:: WHAT YOU SHOULD DO ::
Copy out everything from the line that contains "One point belongs on each instance of the roof" down to the end of the rows below, word for word. Leave the pictures out of your answer.

:: SUPPLIED ENTRIES ::
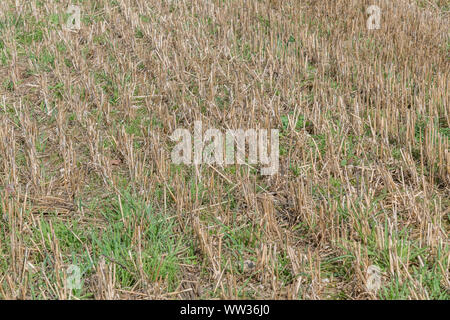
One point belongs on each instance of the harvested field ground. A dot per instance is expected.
(89, 191)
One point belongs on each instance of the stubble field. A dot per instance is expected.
(88, 189)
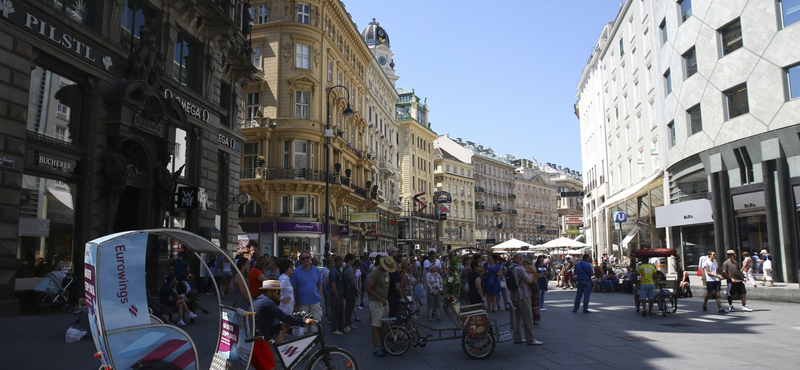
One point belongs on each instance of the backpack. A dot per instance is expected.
(511, 280)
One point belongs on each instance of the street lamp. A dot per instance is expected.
(348, 112)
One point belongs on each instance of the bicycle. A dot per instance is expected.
(296, 350)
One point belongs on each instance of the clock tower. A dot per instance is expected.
(378, 42)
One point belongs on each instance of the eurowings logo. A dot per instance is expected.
(290, 351)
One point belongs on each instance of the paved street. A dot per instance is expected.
(614, 336)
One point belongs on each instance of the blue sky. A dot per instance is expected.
(501, 74)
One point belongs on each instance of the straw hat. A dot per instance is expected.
(270, 284)
(388, 264)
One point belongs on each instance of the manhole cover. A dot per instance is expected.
(639, 339)
(678, 325)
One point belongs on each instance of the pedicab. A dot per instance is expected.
(125, 334)
(478, 332)
(667, 291)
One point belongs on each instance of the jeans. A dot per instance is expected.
(585, 290)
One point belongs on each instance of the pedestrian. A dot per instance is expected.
(541, 269)
(712, 281)
(735, 277)
(647, 293)
(748, 267)
(307, 285)
(766, 265)
(350, 291)
(521, 299)
(583, 273)
(336, 295)
(378, 290)
(434, 282)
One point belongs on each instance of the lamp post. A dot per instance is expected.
(348, 112)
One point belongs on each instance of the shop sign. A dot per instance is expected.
(7, 162)
(187, 197)
(230, 142)
(15, 13)
(367, 217)
(313, 227)
(442, 197)
(56, 164)
(748, 201)
(574, 220)
(153, 127)
(189, 108)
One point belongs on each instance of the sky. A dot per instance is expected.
(501, 74)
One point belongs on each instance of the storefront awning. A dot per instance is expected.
(629, 192)
(693, 212)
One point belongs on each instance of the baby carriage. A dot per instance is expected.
(52, 289)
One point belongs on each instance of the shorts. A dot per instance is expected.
(737, 288)
(713, 286)
(377, 311)
(648, 292)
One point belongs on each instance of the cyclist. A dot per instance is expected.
(267, 310)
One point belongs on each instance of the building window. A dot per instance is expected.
(790, 11)
(731, 37)
(736, 101)
(134, 15)
(252, 106)
(257, 57)
(671, 137)
(686, 9)
(668, 82)
(793, 80)
(184, 63)
(695, 119)
(301, 104)
(263, 14)
(50, 116)
(303, 56)
(690, 63)
(303, 13)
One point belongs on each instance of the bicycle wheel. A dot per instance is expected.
(337, 357)
(397, 342)
(478, 349)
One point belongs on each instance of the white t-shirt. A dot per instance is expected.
(712, 268)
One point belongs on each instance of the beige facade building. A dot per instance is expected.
(537, 213)
(302, 51)
(418, 222)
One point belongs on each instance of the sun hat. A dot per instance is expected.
(270, 284)
(388, 264)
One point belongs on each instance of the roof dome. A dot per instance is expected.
(374, 34)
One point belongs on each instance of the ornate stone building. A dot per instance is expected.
(109, 110)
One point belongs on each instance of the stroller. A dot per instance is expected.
(52, 289)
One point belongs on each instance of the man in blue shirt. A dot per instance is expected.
(583, 273)
(307, 284)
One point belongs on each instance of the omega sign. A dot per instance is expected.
(189, 108)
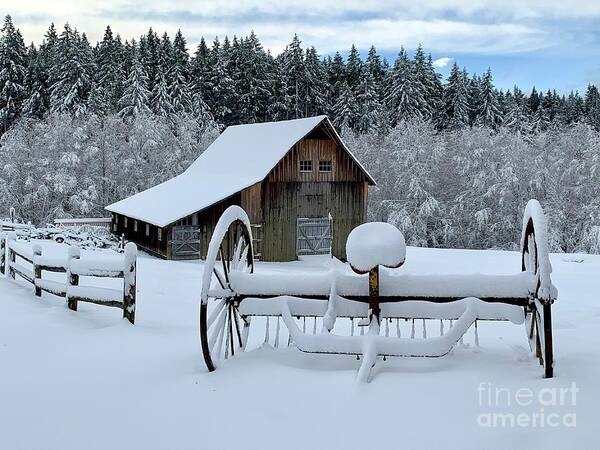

:: RESPONSE ::
One point belongs on each instance of the roof dome. A dot per instance is expected.
(374, 34)
One point belongs on each instance of the ornate stone building. A dot per instance is expected.
(109, 110)
One point belongs on each instance of the stroller. A dot per instance is expected.
(52, 289)
One point belongs on each instance of the man in blue shirt. A dot per instance is expected.
(583, 273)
(307, 284)
One point belongs on each instance of the omega sign. A dot per instance is expected.
(189, 108)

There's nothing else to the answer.